BEGIN Data to process

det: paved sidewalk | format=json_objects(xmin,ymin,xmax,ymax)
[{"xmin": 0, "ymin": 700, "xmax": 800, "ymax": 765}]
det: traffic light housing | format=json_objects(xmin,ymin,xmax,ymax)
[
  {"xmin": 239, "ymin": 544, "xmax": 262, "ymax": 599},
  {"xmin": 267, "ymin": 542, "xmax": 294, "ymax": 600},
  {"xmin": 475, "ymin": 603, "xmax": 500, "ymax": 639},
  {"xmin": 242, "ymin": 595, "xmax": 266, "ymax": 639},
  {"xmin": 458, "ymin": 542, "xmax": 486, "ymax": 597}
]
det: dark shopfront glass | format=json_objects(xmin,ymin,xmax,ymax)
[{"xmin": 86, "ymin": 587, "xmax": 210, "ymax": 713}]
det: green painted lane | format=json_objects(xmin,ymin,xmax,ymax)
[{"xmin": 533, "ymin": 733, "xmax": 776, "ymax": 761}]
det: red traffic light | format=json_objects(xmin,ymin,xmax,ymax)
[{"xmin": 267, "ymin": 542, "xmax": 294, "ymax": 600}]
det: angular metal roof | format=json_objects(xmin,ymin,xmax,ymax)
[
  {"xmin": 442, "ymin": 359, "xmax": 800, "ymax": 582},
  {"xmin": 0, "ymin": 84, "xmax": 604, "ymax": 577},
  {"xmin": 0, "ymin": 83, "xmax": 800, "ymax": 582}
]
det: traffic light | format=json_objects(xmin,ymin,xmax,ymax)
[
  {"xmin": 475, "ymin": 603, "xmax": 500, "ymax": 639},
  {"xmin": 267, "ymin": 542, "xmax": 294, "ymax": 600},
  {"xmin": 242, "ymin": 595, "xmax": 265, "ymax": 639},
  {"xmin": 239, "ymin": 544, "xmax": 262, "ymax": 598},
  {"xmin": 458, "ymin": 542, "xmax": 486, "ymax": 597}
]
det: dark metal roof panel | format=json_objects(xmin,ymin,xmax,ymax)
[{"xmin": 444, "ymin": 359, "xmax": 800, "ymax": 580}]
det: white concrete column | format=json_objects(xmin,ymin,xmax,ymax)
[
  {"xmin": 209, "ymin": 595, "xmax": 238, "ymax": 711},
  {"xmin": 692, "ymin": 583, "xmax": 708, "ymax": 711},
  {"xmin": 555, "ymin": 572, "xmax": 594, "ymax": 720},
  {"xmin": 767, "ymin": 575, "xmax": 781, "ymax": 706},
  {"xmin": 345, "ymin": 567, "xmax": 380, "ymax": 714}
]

END Data to process

● Short task: Each record must be returned exactly as it is written.

● Worked answer:
det: paved sidewalk | format=json_objects(xmin,ymin,xmax,ymax)
[{"xmin": 0, "ymin": 700, "xmax": 800, "ymax": 765}]
det: traffic light housing | format=json_objects(xmin,ymin,xmax,ymax)
[
  {"xmin": 239, "ymin": 544, "xmax": 262, "ymax": 599},
  {"xmin": 267, "ymin": 542, "xmax": 294, "ymax": 600},
  {"xmin": 475, "ymin": 603, "xmax": 500, "ymax": 639},
  {"xmin": 242, "ymin": 595, "xmax": 266, "ymax": 639},
  {"xmin": 458, "ymin": 542, "xmax": 486, "ymax": 597}
]
det: dark shopfront glass | format=json_objects(xmin,ymin,xmax,ymax)
[{"xmin": 86, "ymin": 587, "xmax": 210, "ymax": 713}]
det: green painted lane | format=json_objects(xmin,ymin,xmax,ymax)
[{"xmin": 533, "ymin": 733, "xmax": 776, "ymax": 761}]
det: red traffic light | format=json_objects(xmin,ymin,xmax,ymax)
[{"xmin": 267, "ymin": 542, "xmax": 294, "ymax": 600}]
det: angular metal roof | format=json_objects(xmin,ymin,xmax,ymax)
[
  {"xmin": 442, "ymin": 359, "xmax": 800, "ymax": 582},
  {"xmin": 0, "ymin": 84, "xmax": 604, "ymax": 577},
  {"xmin": 0, "ymin": 83, "xmax": 800, "ymax": 582}
]
det: traffic light | format=json_objects(xmin,ymin,xmax,ymax)
[
  {"xmin": 475, "ymin": 603, "xmax": 500, "ymax": 639},
  {"xmin": 267, "ymin": 542, "xmax": 294, "ymax": 600},
  {"xmin": 242, "ymin": 595, "xmax": 265, "ymax": 639},
  {"xmin": 239, "ymin": 544, "xmax": 262, "ymax": 598},
  {"xmin": 458, "ymin": 542, "xmax": 486, "ymax": 597}
]
det: dark metal roof panel | format=json_objects(xmin,ymin,xmax,ymax)
[{"xmin": 444, "ymin": 359, "xmax": 800, "ymax": 580}]
det: white concrete column | format=json_objects(xmin,ymin,xmax,ymax)
[
  {"xmin": 209, "ymin": 595, "xmax": 238, "ymax": 711},
  {"xmin": 692, "ymin": 583, "xmax": 708, "ymax": 711},
  {"xmin": 555, "ymin": 572, "xmax": 594, "ymax": 720},
  {"xmin": 767, "ymin": 575, "xmax": 781, "ymax": 706},
  {"xmin": 345, "ymin": 567, "xmax": 380, "ymax": 714}
]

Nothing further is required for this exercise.